## What to work on
Word for word, copy all of the entries.

## Source material
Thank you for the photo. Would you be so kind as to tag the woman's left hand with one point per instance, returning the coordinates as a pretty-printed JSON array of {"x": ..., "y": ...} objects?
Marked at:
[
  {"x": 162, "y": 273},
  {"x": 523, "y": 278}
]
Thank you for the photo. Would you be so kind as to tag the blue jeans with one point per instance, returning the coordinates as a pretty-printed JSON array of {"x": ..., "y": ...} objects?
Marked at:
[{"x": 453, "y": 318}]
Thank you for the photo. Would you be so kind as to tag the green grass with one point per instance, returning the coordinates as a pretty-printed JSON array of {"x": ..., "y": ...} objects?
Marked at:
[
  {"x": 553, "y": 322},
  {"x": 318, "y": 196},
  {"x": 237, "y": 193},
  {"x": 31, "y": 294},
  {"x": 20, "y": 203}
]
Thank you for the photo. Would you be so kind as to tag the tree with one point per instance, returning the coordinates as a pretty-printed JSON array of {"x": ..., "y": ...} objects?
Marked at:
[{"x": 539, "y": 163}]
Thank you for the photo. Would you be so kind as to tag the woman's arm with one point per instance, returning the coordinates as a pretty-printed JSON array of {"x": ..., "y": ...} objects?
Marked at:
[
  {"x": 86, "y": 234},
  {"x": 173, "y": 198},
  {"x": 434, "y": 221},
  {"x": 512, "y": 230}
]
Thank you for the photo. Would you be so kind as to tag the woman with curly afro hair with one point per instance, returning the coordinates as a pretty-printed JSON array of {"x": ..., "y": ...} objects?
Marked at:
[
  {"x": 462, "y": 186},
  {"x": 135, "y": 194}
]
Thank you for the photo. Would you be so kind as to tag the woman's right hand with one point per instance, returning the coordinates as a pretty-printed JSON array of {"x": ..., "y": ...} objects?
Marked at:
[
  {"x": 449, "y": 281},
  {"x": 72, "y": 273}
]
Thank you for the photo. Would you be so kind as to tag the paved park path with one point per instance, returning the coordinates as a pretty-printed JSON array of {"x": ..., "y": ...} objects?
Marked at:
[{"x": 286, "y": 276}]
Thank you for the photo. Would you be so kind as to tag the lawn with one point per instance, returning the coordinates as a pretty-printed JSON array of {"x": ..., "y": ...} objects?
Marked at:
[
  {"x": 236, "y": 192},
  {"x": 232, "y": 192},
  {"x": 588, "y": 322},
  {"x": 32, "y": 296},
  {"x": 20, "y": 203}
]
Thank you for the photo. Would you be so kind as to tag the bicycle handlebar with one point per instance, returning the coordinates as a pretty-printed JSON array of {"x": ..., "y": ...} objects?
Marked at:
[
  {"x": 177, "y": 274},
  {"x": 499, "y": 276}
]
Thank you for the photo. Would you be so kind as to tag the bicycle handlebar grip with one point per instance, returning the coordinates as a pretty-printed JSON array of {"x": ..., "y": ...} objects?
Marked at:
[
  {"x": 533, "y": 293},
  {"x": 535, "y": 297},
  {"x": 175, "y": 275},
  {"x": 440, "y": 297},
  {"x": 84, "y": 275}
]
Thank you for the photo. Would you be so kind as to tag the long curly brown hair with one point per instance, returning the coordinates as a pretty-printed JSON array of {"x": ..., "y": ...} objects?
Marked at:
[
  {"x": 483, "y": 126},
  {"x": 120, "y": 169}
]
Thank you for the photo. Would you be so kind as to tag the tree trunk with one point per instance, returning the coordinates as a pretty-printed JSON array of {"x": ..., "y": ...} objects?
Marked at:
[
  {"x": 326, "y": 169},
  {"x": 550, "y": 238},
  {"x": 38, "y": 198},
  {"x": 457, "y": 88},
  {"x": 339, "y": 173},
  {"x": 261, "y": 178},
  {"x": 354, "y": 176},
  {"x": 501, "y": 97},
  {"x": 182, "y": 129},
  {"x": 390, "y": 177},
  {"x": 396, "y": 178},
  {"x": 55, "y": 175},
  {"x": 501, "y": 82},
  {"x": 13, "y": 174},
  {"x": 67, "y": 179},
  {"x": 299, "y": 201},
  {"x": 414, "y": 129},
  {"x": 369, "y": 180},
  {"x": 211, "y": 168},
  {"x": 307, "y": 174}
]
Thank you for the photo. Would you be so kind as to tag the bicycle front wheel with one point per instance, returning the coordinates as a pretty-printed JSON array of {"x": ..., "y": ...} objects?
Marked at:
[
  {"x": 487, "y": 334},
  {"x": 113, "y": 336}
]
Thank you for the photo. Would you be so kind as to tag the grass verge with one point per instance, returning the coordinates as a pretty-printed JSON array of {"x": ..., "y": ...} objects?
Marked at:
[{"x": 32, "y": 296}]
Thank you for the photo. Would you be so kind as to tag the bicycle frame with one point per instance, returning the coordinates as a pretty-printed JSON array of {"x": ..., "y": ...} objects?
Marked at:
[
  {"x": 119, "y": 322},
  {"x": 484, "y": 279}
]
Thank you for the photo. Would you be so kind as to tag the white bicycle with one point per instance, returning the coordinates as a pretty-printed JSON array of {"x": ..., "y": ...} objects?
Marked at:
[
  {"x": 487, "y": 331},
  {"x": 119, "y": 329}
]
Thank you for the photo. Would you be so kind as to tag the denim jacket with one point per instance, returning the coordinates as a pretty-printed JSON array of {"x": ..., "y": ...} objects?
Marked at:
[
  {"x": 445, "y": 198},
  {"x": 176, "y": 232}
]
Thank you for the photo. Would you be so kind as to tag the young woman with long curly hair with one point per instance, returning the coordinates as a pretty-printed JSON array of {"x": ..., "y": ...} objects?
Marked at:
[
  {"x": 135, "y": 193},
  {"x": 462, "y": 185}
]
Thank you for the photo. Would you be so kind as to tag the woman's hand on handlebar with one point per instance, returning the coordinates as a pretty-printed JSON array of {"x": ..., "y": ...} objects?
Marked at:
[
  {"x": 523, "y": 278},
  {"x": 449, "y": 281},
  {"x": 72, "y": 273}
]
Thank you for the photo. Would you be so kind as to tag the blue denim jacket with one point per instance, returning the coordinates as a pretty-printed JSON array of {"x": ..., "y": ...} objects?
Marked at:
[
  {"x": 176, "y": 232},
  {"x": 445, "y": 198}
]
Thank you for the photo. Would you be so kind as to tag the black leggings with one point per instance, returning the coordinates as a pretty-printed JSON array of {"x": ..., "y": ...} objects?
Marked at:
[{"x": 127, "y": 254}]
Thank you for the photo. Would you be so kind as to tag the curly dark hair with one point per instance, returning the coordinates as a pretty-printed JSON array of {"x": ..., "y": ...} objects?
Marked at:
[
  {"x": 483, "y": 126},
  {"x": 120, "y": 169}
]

## Task output
Thank you for the photo. Would you be so kind as to tag the woman's left hand with one point per instance, returning the coordinates as a pretty-printed JSON array of {"x": ..., "y": ...} objects?
Marked at:
[
  {"x": 162, "y": 273},
  {"x": 523, "y": 278}
]
Thank you for the photo. Would you be so kind as to tag the blue jeans with one point per instance, returning the coordinates as a pretty-printed JSON array of {"x": ..., "y": ...} objects?
Marked at:
[{"x": 453, "y": 318}]
Thank you for the photo. Would you be so kind as to tag the green grass with one point per instance, returning the coordinates as a pretty-printed JSON array of {"x": ..., "y": ...} objects?
Marked at:
[
  {"x": 553, "y": 322},
  {"x": 318, "y": 196},
  {"x": 237, "y": 193},
  {"x": 31, "y": 294},
  {"x": 20, "y": 203}
]
Thank you for the photo. Would you be so kind as to tag the tree with one point per instance, returning the coordinates as a pretty-printed JSON array of {"x": ..., "y": ...} objects?
Marked at:
[{"x": 539, "y": 163}]
Thank you for the photo. Would you be so kind as to tag the woman's arm with one point per instance, returning the coordinates as a pretty-printed JSON array of {"x": ..., "y": ...} objects?
Marked at:
[
  {"x": 86, "y": 234},
  {"x": 173, "y": 198},
  {"x": 434, "y": 221},
  {"x": 512, "y": 230}
]
Thank you for the photo. Would you be so kind as to tag the woman with curly afro hair with one point per instance, returning the coordinates as a pretty-printed JSON array of {"x": ..., "y": ...} objects?
Marked at:
[
  {"x": 462, "y": 186},
  {"x": 135, "y": 194}
]
Thank you for the photo. Would you be so kind as to tag the woman's right hand with one point per instance, returning the coordinates as a pretty-printed JSON array of {"x": ..., "y": ...} objects?
Marked at:
[
  {"x": 449, "y": 281},
  {"x": 72, "y": 273}
]
Thank you for the photo. Would you be so kind as to tag the paved park path with one point per instance, returning the coordinates as a pretty-printed JSON array of {"x": ..., "y": ...} objects?
Marked at:
[{"x": 286, "y": 276}]
Thank you for the photo. Would you be so kind as to tag the lawn with one point per instance, returning the coordinates as a pretty-printed JSON array of {"x": ..., "y": ...} objects?
Marked at:
[
  {"x": 236, "y": 192},
  {"x": 232, "y": 192},
  {"x": 588, "y": 322},
  {"x": 32, "y": 296},
  {"x": 20, "y": 203}
]
Thank you for the photo. Would you be so kind as to tag the bicycle handlebar with one point per instance, returning the coordinates as a pretty-printed JSON array of {"x": ..., "y": ...} objects?
Marked at:
[
  {"x": 177, "y": 274},
  {"x": 499, "y": 276}
]
Thank you for the photo. Would you be so kind as to tag the bicycle handlebar grip with one point per instance, returning the coordinates as a pretty-printed JSON array of {"x": ..., "y": ...} objects?
Marked at:
[
  {"x": 533, "y": 293},
  {"x": 535, "y": 297},
  {"x": 175, "y": 275},
  {"x": 440, "y": 297},
  {"x": 84, "y": 275}
]
Thank you for the photo. Would you be so kind as to tag the long curly brown hair with one point per instance, returning the coordinates as a pretty-printed JSON array of {"x": ..., "y": ...} objects?
Marked at:
[
  {"x": 483, "y": 126},
  {"x": 120, "y": 169}
]
Thank you for the photo. Would you be so kind as to tag the tree trunk with one point per instance, returning the coordinates as a pretty-printed JSON array of {"x": ..., "y": ...} objects?
Marked at:
[
  {"x": 326, "y": 169},
  {"x": 550, "y": 238},
  {"x": 38, "y": 198},
  {"x": 457, "y": 88},
  {"x": 339, "y": 173},
  {"x": 261, "y": 178},
  {"x": 354, "y": 176},
  {"x": 501, "y": 97},
  {"x": 182, "y": 129},
  {"x": 390, "y": 177},
  {"x": 396, "y": 178},
  {"x": 55, "y": 175},
  {"x": 501, "y": 82},
  {"x": 13, "y": 174},
  {"x": 67, "y": 179},
  {"x": 299, "y": 201},
  {"x": 414, "y": 129},
  {"x": 369, "y": 180},
  {"x": 211, "y": 168},
  {"x": 307, "y": 174}
]
Thank you for the photo. Would you be so kind as to tag the bicycle front wheel with one point per instance, returning the coordinates as a pretty-printed JSON array of {"x": ..., "y": ...} objects?
Marked at:
[
  {"x": 487, "y": 334},
  {"x": 113, "y": 336}
]
Thank you for the photo. Would you be so kind as to tag the grass verge with one point per instance, returning the coordinates as a pretty-printed JSON array of {"x": ..., "y": ...} objects?
Marked at:
[{"x": 32, "y": 296}]
Thank you for the photo. Would you be so kind as to tag the bicycle frame with one point per instance, returning the coordinates as a pretty-printed JSON array of {"x": ..., "y": ...} objects?
Marked at:
[
  {"x": 119, "y": 322},
  {"x": 484, "y": 279}
]
Thank you for the photo. Would you be so kind as to tag the white bicycle with one point per instance, returning the coordinates as a pretty-printed JSON array of {"x": ..., "y": ...} objects?
Marked at:
[
  {"x": 487, "y": 331},
  {"x": 119, "y": 329}
]
Thank you for the photo. Would you be so kind as to tag the denim jacket with one point per instance, returning the coordinates as a pretty-printed JSON array of {"x": ..., "y": ...} objects?
Marked at:
[
  {"x": 445, "y": 198},
  {"x": 176, "y": 232}
]
Thank you for the photo. Would you be so kind as to tag the young woman with long curly hair with one point per instance, returning the coordinates as a pretty-printed JSON array of {"x": ..., "y": ...} objects?
Marked at:
[
  {"x": 135, "y": 193},
  {"x": 462, "y": 185}
]
Thank you for the photo. Would you be so kind as to tag the woman's hand on handlebar with one point per instance, returning the coordinates as a pretty-printed JSON array of {"x": ..., "y": ...} objects?
Marked at:
[
  {"x": 523, "y": 278},
  {"x": 449, "y": 281},
  {"x": 72, "y": 273}
]
Thank you for the photo. Would you be so kind as to tag the blue denim jacket with one point per instance, returning the coordinates as a pretty-printed JSON array of {"x": ..., "y": ...} objects?
Marked at:
[
  {"x": 176, "y": 232},
  {"x": 445, "y": 198}
]
Thank you for the photo. Would you be so kind as to tag the black leggings with one point per instance, returning the coordinates as a pretty-printed JSON array of {"x": ..., "y": ...} objects?
Marked at:
[{"x": 127, "y": 254}]
Thank you for the photo. Would you be so kind as to tag the curly dark hair with one point per instance, returning the coordinates as a pretty-printed JSON array of {"x": ..., "y": ...} objects?
Marked at:
[
  {"x": 483, "y": 126},
  {"x": 120, "y": 169}
]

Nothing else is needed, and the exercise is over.